■ **Tasks**:
(a) In the variable frequency controller standard, what does the abbreviation IGBT stand for?
(b) Pick up the variable frequency controller construction standard after its final sentence and keep writing it in the same style.

■ **Document passage**:
- - - -
Chrysler LLC Construction Standards

12/17/04

SECTION 16269 - VARIABLE FREQUENCY CONTROLLERS

PART 1 - GENERAL

1.1  SUMMARY

  1. This Section includes solid-state, PWM, VFCs for speed control of three-phase, squirrel-cage induction motors.
  2. Related Sections include the following:
  3. Division15 Section "Motors" for factory mounted motor requirements.

1.2  DEFINITIONS

  1. BMS: Building management system.
  2. IGBT: Integrated gate bipolar transistor.
  3. LAN: Local area network.
  4. PID: Control action, proportional plus integral plus derivative.
  5. PWM: Pulse-width modulated.
  6. VFC: Variable frequency controller.

1.3  SUBMITTALS

  1. Product Data: For each type of VFC. Include dimensions, mounting arrangements, location for conduit entries, shipping and operating weights, and manufacturer's technical data on features, performance, electrical ratings, characteristics, and finishes.
  2. Shop Drawings: For each VFC.
  3. Include dimensioned plans, elevations, sections, and details, including required clearances and service space around equipment. Show tabulations of installed devices, equipment features, and ratings. Include the following:
  4. Each installed unit's type and details.
  5. Nameplate legends.
  6. Short-circuit current rating of integrated unit.
  7. UL listing for series rating of overcurrent protective devices in combination controllers.
  8. Features, characteristics, ratings, and factory settings of each motor-control center unit.
  9. Wiring Diagrams: Power, signal, and control wiring for VFCs. Provide schematic wiring diagram for each type of VFC.
  10. Coordination Drawings: Floor plans, drawn to scale, showing dimensioned layout, required working clearances, and required area above and around VFCs where pipe and ducts are prohibited. Show VFC layout and relationships between electrical components and adjacent structural and mechanical elements. Show support locations, type of support, and weight on each support. Indicate field measurements.
- - - -
■ **Available data**:
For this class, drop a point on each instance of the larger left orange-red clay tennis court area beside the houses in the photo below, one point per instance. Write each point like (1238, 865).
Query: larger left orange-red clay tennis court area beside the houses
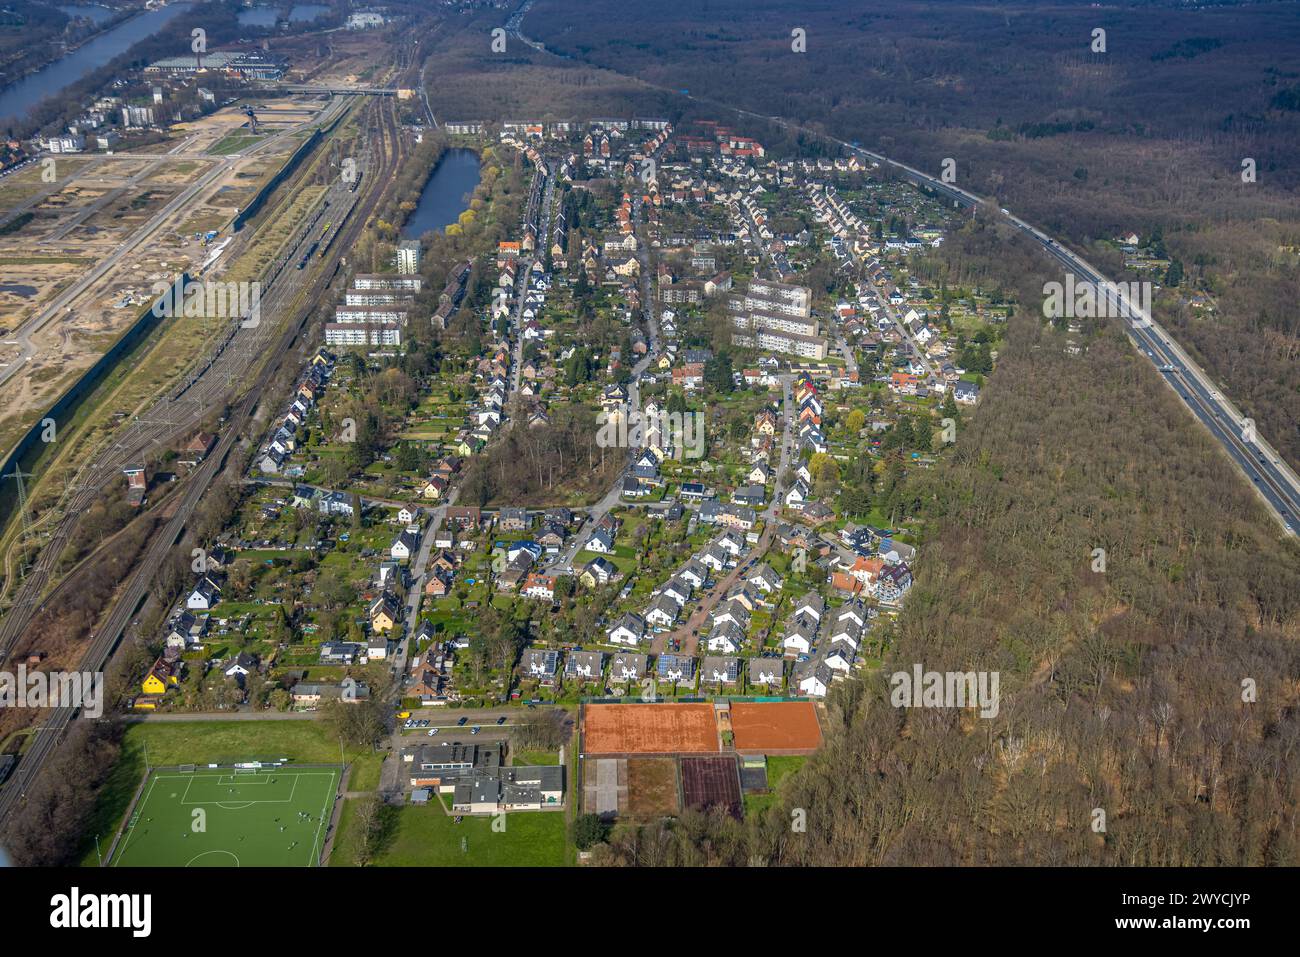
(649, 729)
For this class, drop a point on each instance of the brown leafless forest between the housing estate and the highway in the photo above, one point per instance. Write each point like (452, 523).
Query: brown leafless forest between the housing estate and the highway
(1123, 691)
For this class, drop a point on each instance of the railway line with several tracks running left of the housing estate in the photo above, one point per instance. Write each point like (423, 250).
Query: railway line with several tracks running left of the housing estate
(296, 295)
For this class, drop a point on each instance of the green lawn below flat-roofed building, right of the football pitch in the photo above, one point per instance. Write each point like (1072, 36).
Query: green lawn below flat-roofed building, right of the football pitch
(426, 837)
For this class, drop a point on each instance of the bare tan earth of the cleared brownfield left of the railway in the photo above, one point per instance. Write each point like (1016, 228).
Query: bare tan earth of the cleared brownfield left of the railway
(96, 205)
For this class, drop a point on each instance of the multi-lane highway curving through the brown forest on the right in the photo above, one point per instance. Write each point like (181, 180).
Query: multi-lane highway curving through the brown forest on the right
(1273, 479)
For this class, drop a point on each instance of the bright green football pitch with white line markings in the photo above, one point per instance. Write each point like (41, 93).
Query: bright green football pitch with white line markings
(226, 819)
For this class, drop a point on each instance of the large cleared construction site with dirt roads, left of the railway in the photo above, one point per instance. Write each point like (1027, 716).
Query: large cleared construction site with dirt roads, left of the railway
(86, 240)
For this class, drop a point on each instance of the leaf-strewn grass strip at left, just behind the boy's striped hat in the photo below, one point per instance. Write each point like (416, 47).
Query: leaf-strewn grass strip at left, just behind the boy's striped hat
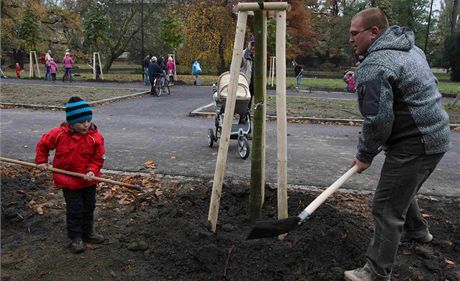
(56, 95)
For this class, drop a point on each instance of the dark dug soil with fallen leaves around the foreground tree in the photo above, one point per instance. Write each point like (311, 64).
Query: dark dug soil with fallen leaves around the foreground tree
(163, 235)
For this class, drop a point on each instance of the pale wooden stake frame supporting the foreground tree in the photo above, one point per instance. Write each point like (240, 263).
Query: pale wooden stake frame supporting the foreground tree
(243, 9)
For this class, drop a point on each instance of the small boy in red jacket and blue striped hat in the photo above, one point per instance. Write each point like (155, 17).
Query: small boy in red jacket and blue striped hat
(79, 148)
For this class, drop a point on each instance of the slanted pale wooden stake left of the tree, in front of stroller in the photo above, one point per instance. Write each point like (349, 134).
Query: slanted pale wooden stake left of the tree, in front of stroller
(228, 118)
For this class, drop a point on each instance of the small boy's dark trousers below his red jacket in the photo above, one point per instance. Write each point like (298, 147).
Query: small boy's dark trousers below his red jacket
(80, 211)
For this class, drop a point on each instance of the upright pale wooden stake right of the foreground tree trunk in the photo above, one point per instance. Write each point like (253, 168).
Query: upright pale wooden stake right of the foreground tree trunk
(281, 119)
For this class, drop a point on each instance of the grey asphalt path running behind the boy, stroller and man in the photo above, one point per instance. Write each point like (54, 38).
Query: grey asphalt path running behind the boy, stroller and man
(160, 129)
- - - -
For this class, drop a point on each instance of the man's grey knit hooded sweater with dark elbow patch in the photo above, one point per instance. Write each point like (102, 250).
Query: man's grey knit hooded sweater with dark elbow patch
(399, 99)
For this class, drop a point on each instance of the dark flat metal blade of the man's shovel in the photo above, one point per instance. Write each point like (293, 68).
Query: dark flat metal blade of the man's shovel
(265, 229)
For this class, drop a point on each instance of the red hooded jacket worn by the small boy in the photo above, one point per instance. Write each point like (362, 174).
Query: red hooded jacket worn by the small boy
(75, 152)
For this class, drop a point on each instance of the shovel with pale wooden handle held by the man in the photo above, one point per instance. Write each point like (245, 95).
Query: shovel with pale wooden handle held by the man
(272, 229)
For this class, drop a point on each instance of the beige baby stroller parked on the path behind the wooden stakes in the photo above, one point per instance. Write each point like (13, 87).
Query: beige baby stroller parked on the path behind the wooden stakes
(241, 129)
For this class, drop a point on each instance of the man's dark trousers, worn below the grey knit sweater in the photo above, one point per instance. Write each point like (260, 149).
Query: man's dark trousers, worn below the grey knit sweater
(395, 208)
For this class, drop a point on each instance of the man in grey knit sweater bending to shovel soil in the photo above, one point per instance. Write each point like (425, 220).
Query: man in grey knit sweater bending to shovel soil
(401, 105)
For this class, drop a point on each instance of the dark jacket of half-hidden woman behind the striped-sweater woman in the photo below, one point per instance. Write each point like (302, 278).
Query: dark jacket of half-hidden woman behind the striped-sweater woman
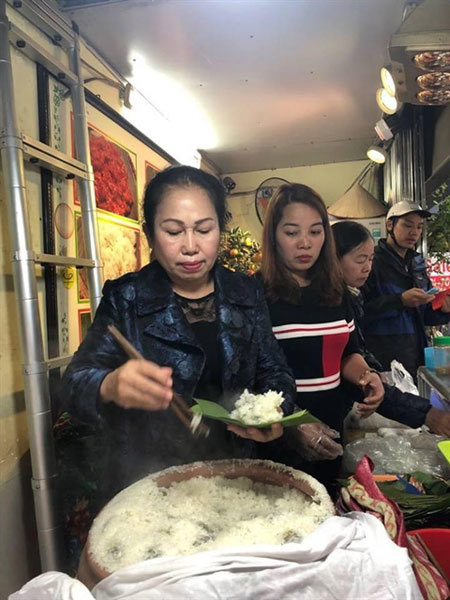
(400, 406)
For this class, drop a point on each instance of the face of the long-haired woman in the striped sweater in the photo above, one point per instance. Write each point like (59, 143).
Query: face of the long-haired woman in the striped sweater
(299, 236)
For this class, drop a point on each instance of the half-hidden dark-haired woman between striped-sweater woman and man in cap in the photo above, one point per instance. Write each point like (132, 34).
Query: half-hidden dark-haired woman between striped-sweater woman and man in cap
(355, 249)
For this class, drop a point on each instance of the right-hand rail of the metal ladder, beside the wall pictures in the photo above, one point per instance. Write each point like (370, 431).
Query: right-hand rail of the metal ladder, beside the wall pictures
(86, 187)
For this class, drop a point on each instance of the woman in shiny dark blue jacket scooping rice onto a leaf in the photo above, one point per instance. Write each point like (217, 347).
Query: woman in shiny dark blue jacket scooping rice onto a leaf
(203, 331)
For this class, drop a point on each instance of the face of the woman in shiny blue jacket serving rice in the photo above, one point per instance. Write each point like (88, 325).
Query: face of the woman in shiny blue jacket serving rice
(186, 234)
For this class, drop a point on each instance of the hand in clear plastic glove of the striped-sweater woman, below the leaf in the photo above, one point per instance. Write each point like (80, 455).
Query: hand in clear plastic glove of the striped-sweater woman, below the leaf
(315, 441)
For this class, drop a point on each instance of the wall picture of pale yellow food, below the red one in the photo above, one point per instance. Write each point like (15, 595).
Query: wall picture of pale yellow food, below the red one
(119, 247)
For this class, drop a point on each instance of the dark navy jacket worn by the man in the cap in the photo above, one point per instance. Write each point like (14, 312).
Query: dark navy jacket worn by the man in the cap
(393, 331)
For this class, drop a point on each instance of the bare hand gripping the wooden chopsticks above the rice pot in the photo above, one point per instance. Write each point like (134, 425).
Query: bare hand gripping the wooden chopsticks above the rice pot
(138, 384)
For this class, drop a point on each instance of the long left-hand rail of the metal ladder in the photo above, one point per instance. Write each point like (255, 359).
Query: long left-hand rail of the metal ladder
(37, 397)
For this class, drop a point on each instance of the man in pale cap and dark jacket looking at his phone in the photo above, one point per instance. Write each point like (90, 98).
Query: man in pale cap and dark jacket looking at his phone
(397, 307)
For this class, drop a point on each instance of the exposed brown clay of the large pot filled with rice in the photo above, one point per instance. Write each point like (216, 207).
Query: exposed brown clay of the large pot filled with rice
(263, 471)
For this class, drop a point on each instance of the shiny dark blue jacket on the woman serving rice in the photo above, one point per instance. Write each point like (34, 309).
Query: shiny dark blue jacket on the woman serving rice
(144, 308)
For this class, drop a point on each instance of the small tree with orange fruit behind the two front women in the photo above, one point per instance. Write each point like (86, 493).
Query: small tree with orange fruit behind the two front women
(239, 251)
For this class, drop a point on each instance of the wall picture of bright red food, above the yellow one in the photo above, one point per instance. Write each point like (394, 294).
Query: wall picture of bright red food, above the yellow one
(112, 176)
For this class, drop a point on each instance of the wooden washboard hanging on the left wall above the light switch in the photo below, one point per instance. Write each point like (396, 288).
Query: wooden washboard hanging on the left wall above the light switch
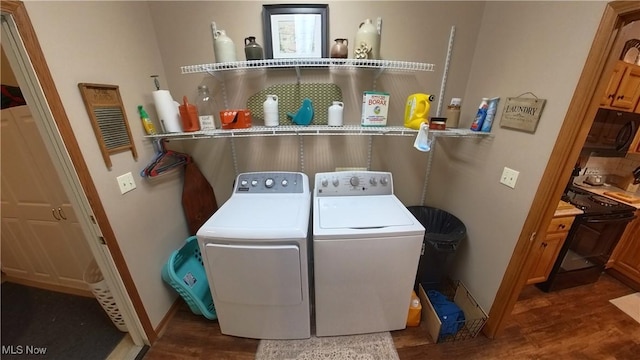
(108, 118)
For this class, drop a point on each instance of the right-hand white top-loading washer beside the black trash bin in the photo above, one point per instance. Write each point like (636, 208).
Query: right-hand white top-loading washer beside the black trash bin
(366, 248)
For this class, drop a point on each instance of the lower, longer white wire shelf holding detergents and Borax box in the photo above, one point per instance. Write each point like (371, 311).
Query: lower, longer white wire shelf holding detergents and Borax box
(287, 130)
- - - -
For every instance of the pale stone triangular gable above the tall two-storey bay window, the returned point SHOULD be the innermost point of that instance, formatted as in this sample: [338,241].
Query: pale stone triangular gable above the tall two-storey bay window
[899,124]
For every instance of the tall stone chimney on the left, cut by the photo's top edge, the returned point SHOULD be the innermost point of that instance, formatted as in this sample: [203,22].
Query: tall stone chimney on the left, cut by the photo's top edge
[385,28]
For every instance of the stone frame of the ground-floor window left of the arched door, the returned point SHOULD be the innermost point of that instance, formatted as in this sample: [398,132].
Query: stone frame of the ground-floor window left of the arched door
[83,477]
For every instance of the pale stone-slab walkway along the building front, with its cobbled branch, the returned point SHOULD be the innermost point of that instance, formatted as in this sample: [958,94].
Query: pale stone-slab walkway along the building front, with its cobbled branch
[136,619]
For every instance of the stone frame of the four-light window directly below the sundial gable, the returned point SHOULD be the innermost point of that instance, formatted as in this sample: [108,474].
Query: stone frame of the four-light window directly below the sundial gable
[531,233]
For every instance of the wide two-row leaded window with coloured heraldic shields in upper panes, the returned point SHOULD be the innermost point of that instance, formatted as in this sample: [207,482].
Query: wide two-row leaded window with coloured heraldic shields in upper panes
- - - -
■ **Results of the tasks**:
(a) Integrated gate bipolar transistor.

(b)
  11. Qualification Data: For manufacturer.
  12. Field quality-control test reports.
  13. Operation and Maintenance Data: For VFCs, all installed devices, and components to include in emergency, operation, and maintenance manuals. Include the following:
  14. Routine maintenance requirements for VFCs and all installed components.
  15. Manufacturer's written instructions for testing and adjusting overcurrent protective devices.
  16. Load-Current and Overload-Relay Heater List: Compile after motors have been installed and arrange to demonstrate that selection of heaters suits actual motor nameplate full-load currents.
  17. Load-Current and List of Settings of Adjustable Overload Relays: Compile after motors have been installed and arrange to demonstrate that dip switch settings for motor running overload protection suit actual motor to be protected.

1.4  QUALITY ASSURANCE

  1. Manufacturer Qualifications: A qualified manufacturer. Maintain, within 100 miles of Project site, a service center capable of providing training, parts, and emergency maintenance and repairs.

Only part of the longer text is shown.